Bug 2154184

Summary: Disabling "Capsule batch tasks" makes all Ansible role jobs to fail - forever
Product: Red Hat Satellite Reporter: Pavel Moravec <pmoravec>
Component: Tasks PluginAssignee: Adam Ruzicka <aruzicka>
Status: CLOSED ERRATA QA Contact: Peter Ondrejka <pondrejk>
Severity: high Docs Contact:
Priority: high    
Version: 6.11.4CC: aruzicka, pcreech, torkil
Target Milestone: 6.13.0Keywords: Triaged
Target Release: Unused   
Hardware: x86_64   
OS: Linux   
Whiteboard:
Fixed In Version: puppet-foreman_proxy-24.0.0 Doc Type: If docs needed, set a value
Doc Text:
Story Points: ---
Clone Of: Environment:
Last Closed: 2023-05-03 13:23:43 UTC Type: Bug
Regression: --- Mount Type: ---
Documentation: --- CRM:
Verified Versions: Category: ---
oVirt Team: --- RHEL 7.3 requirements from Atomic Host:
Cloudforms Team: --- Target Upstream Version:
Embargoed:

Description Pavel Moravec 2022-12-16 07:48:45 UTC
Description of problem:
Once we disable "Capsule batch tasks", new Ansible role jobs start to fail. Re-enabling the settings does *not* help. One needs to restart dynflow-* services to restore it.


Version-Release number of selected component (if applicable):
Sat 6.11.4


How reproducible:
100%


Steps to Reproduce:
1. Have a job:
Job Category: Ansible Playbook
Job Template: Ansible Roles - Ansible Default
Search Query: (doesnt matter, try it e.g. against 1 host)

2. Run the job to see it works well.
3. Disable the batching: WebUI -> Administer -> Settings -> Foreman Tasks -> "Allow Capsule batch tasks" = No.
4. Rerun the job.
5. Enable the Capsule batching back.
6. Rerun the job.
7. Restart dynflow services:

satellite-maintain service restart --only=dynflow-sidekiq@orchestrator,dynflow-sidekiq@worker-1,dynflow-sidekiq@worker-2,dynflow-sidekiq@worker-hosts-queue-1

8. Rerun the job.

_Dataset records_.

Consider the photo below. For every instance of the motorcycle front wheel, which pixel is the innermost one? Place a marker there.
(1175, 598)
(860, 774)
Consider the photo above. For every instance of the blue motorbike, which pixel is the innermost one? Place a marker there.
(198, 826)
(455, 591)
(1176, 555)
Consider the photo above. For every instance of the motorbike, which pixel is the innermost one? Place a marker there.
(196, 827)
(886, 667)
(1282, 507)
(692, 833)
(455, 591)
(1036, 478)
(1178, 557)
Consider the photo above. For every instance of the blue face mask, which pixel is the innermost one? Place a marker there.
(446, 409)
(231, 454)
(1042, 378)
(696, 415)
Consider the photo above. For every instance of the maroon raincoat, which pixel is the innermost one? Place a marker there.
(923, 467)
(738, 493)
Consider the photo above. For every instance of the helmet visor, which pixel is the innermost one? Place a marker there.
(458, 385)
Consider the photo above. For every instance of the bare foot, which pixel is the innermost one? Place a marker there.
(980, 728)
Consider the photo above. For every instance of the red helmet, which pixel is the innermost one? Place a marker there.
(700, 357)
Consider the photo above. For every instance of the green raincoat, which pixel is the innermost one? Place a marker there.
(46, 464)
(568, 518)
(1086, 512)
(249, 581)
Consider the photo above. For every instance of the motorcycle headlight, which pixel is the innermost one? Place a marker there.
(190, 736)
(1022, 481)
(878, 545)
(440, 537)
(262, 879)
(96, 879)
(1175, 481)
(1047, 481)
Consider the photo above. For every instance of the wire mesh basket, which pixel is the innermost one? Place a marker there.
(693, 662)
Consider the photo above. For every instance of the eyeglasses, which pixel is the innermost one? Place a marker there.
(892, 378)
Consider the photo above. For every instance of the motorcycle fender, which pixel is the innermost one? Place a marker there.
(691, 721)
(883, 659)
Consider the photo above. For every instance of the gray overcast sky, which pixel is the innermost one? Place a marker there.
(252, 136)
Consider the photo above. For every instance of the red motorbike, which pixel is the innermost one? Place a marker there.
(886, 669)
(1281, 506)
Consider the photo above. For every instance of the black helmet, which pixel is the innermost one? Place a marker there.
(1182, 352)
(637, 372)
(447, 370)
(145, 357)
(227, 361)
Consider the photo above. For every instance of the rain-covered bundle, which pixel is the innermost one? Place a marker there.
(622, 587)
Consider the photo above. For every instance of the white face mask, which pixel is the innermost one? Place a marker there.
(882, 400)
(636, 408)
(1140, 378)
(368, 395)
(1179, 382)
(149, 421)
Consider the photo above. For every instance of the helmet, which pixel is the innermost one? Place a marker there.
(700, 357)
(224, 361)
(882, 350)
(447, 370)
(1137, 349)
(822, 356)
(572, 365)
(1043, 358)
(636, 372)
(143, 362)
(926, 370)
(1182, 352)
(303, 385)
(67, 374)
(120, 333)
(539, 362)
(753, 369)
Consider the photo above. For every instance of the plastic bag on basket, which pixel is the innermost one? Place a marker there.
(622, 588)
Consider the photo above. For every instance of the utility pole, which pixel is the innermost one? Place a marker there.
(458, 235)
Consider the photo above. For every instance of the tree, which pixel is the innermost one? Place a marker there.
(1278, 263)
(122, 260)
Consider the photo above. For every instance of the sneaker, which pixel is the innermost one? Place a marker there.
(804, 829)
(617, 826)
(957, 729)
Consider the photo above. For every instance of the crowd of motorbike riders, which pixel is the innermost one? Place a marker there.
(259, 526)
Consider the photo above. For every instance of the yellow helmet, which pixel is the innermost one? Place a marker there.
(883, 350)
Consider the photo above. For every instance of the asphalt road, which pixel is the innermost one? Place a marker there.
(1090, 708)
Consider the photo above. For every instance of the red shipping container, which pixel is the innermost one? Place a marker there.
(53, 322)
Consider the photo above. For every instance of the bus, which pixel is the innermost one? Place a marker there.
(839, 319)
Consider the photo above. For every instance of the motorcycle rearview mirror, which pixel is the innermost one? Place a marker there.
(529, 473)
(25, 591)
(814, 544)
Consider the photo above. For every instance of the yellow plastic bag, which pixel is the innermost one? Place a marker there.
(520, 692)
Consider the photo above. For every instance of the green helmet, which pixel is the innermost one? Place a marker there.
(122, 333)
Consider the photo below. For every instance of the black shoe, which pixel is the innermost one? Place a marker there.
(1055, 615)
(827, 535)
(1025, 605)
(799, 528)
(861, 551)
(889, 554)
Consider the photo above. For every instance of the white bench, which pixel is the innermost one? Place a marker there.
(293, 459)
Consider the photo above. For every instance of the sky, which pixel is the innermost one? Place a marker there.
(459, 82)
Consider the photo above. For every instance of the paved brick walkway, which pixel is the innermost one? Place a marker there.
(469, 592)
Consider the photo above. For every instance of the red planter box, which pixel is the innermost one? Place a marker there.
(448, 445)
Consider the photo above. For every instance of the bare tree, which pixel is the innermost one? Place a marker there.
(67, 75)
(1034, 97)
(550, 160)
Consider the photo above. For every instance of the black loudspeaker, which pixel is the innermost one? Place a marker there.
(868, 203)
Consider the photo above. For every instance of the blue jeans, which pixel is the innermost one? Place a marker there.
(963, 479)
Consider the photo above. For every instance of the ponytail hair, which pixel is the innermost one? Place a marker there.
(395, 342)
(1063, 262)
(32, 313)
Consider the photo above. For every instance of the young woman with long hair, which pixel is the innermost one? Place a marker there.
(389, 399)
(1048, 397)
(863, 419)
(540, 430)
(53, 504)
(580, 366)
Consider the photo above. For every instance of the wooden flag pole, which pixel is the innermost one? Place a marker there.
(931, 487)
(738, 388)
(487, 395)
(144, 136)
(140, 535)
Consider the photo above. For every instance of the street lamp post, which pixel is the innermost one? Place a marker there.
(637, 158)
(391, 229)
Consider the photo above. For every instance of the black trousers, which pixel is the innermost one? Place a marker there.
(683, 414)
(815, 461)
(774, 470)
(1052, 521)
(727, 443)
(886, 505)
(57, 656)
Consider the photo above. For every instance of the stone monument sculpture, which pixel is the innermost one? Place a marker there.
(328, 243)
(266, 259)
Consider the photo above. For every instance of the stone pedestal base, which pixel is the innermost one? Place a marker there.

_Task list_.
[A] Decide whether each statement below agrees with the bug report, answering yes or no and quoting the deciding words from it: (i) Turning the setting back on makes the Ansible role jobs work again. (ii) The problem can be reproduced every time. (iii) The bug's severity is marked low.
[B] According to the bug report, what has to be restarted to get the Ansible role jobs working again?
[C] Reproduce the stretch of the bug report from "2. Run the job" through "6. Rerun the job.".

_Task results_.
[A]
(i) No: "Re-enabling the settings does *not* help."
(ii) Yes: "100%"
(iii) No: "Severity: high"

[B] The dynflow-* services.

[C]
2. Run the job to see it works well.
3. Disable the batching: WebUI -> Administer -> Settings -> Foreman Tasks -> "Allow Capsule batch tasks" = No.
4. Rerun the job.
5. Enable the Capsule batching back.
6. Rerun the job.